--- Start Source records ---
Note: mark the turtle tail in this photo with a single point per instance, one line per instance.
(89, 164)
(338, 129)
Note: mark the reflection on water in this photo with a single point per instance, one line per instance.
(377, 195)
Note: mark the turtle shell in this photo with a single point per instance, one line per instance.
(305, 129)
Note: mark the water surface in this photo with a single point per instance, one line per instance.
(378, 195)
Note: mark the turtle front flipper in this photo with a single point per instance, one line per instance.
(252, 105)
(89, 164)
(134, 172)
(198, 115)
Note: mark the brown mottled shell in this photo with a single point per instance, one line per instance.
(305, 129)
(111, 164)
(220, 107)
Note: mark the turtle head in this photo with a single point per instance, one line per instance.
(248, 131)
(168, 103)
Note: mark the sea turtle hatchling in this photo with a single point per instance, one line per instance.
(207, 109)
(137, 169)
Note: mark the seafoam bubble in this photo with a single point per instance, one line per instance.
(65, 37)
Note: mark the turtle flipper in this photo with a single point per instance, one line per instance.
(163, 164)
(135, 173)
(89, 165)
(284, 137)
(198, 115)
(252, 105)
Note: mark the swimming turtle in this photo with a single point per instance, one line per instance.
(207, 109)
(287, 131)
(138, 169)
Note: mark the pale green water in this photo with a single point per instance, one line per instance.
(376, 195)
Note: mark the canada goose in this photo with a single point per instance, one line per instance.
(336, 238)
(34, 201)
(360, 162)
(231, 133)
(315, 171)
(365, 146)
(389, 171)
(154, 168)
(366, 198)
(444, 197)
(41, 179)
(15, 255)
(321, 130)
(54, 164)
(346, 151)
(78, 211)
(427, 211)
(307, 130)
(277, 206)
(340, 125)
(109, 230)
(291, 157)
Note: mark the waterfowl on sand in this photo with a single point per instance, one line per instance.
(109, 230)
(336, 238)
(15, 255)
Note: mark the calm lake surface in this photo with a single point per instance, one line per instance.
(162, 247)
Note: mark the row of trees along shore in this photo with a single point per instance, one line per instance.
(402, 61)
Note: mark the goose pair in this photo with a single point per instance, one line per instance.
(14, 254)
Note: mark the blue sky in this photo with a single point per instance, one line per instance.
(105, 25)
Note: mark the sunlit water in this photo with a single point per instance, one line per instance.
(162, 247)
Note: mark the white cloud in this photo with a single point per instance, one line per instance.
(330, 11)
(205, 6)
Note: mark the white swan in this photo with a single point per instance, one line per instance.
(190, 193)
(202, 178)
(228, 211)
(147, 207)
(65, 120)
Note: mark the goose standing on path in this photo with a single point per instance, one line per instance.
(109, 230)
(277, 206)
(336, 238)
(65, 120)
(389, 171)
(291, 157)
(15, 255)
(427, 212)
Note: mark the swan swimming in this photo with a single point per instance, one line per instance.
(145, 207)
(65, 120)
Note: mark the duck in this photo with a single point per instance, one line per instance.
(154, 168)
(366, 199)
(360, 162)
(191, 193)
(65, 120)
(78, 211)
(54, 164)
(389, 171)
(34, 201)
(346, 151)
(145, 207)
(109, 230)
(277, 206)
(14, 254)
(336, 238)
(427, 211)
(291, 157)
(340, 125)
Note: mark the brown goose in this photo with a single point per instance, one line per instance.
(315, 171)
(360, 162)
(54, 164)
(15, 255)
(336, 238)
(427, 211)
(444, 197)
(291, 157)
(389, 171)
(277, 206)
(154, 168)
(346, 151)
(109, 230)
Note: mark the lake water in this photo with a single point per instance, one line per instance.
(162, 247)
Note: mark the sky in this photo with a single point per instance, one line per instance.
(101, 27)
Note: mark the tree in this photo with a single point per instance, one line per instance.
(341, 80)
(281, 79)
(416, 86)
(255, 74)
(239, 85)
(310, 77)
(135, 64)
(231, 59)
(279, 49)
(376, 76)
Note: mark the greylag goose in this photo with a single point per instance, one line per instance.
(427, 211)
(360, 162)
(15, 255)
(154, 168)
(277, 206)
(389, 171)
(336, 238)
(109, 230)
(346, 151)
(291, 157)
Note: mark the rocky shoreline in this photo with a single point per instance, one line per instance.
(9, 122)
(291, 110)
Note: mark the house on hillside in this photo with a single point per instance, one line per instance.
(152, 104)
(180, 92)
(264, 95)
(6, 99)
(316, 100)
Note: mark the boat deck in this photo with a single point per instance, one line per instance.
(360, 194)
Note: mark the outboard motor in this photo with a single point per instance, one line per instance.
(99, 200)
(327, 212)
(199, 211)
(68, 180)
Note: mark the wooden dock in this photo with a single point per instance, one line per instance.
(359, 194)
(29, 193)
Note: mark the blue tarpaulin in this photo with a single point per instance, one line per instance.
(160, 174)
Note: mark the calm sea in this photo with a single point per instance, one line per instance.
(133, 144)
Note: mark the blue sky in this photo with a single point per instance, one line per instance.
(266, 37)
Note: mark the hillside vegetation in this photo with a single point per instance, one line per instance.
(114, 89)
--- End Source records ---
■ The request
Copy the whole listing above line for line, changing nothing.

■ Solution
Note: mark the turtle tail in this photo with a single point per instance, one line per instance.
(89, 164)
(338, 129)
Note: mark the reflection on water in this photo with a single point per instance, one line per instance.
(377, 195)
Note: mark the turtle shell in this photo with a single point per instance, one line per instance.
(305, 129)
Note: mark the water surface in this photo with a single point per instance, one line per instance.
(378, 195)
Note: mark the turtle front flipper in this photo with a single point per instance, one line per instance.
(252, 105)
(89, 164)
(134, 172)
(198, 115)
Note: mark the brown mottled shell in this photo with a single point per instance, one line per instance.
(305, 129)
(111, 164)
(220, 107)
Note: mark the turtle head in this photo with a single point per instance, one line per instance.
(248, 131)
(168, 103)
Note: mark the sea turtle hatchling in this photo with a single point per instance, one line per instance.
(207, 109)
(137, 169)
Note: mark the seafoam bubble in this photo with a single point per instance, one line per instance.
(65, 37)
Note: mark the turtle flipper in this photo with a single point per instance, one line per instance.
(163, 164)
(135, 173)
(89, 165)
(284, 137)
(198, 115)
(252, 105)
Note: mark the swimming turtle in this photo with a single point per instance, one line per instance.
(207, 109)
(287, 131)
(138, 169)
Note: mark the pale green water in this photo with a single point per instance, one line per instance.
(376, 195)
Note: mark the canada goose in this photo with a single point per instance, one line per instance.
(336, 238)
(34, 201)
(360, 162)
(231, 133)
(315, 171)
(365, 146)
(389, 171)
(154, 168)
(366, 198)
(444, 197)
(41, 179)
(15, 255)
(321, 130)
(54, 164)
(346, 151)
(78, 211)
(427, 211)
(307, 130)
(277, 206)
(340, 125)
(109, 230)
(291, 157)
Note: mark the waterfowl on sand in this photo with a single point per instance, one line per instance.
(109, 230)
(336, 238)
(15, 255)
Note: mark the calm lake surface in this photo with a single point per instance, one line per instance.
(162, 247)
Note: mark the row of trees along shore in this photo with a single point per instance, one line per instance.
(402, 61)
Note: mark the goose pair in this photo with a single point per instance, one line per instance.
(14, 254)
Note: mark the blue sky in this photo with a single point per instance, one line per instance.
(105, 25)
Note: mark the sunlit water in this photo with a single point per instance, one line per instance.
(162, 247)
Note: mark the white cloud in this photo with a single point per instance, one line per instance.
(330, 11)
(205, 6)
Note: mark the white swan in this photo with a single point per instance, one line per instance.
(190, 193)
(202, 178)
(228, 211)
(147, 207)
(65, 120)
Note: mark the goose standing on path in this photo with a single point per instance, one line per instance.
(109, 230)
(277, 206)
(336, 238)
(65, 120)
(389, 171)
(291, 157)
(15, 255)
(427, 212)
Note: mark the swan swimming in this photo with a single point per instance, one line per instance.
(145, 207)
(65, 120)
Note: mark the duck in this photo with a single point per instance, one line per instance.
(154, 168)
(366, 199)
(360, 162)
(191, 193)
(65, 120)
(78, 211)
(54, 164)
(389, 171)
(34, 201)
(346, 151)
(145, 207)
(109, 230)
(277, 206)
(14, 254)
(336, 238)
(427, 211)
(291, 157)
(340, 125)
Note: mark the brown goose in this photo with a single point per instance, one line per instance.
(315, 171)
(360, 162)
(54, 164)
(15, 255)
(336, 238)
(427, 211)
(444, 197)
(291, 157)
(389, 171)
(277, 206)
(154, 168)
(346, 151)
(109, 230)
Note: mark the lake water in this photo with a single point per instance, one line per instance.
(162, 247)
Note: mark the sky in this photo with a single point per instance, one line per instance.
(101, 27)
Note: mark the tree in this photo with a single point per instance, one line per instance.
(341, 80)
(281, 79)
(416, 86)
(255, 74)
(239, 85)
(310, 77)
(135, 64)
(231, 59)
(279, 49)
(376, 76)
Note: mark the greylag goose in this photo with a single point per instance, one line per instance.
(427, 211)
(360, 162)
(15, 255)
(154, 168)
(277, 206)
(389, 171)
(336, 238)
(109, 230)
(346, 151)
(291, 157)
Note: mark the rocky shoreline in this photo with a single point per instance, one line per instance.
(9, 122)
(291, 110)
Note: mark the house on hillside in this photo with a single point per instance, one line per instance.
(152, 104)
(180, 92)
(264, 95)
(6, 99)
(316, 100)
Note: mark the boat deck in this photo with a single point per instance, one line per instance.
(360, 194)
Note: mark the outboard motor in this photo with a single point per instance, one line per instance.
(99, 200)
(327, 212)
(199, 211)
(68, 180)
Note: mark the wooden dock in this photo with a single point per instance, one line per instance.
(359, 194)
(29, 193)
Note: mark the blue tarpaulin in this photo with a single point per instance, one line per instance.
(160, 174)
Note: mark the calm sea in this photo with a single point per instance, one line per instance.
(133, 144)
Note: mark the blue sky in this photo with a single point per instance, one line per instance.
(266, 37)
Note: mark the hillside vegetation in this photo with a single point per instance, one line per instance.
(114, 89)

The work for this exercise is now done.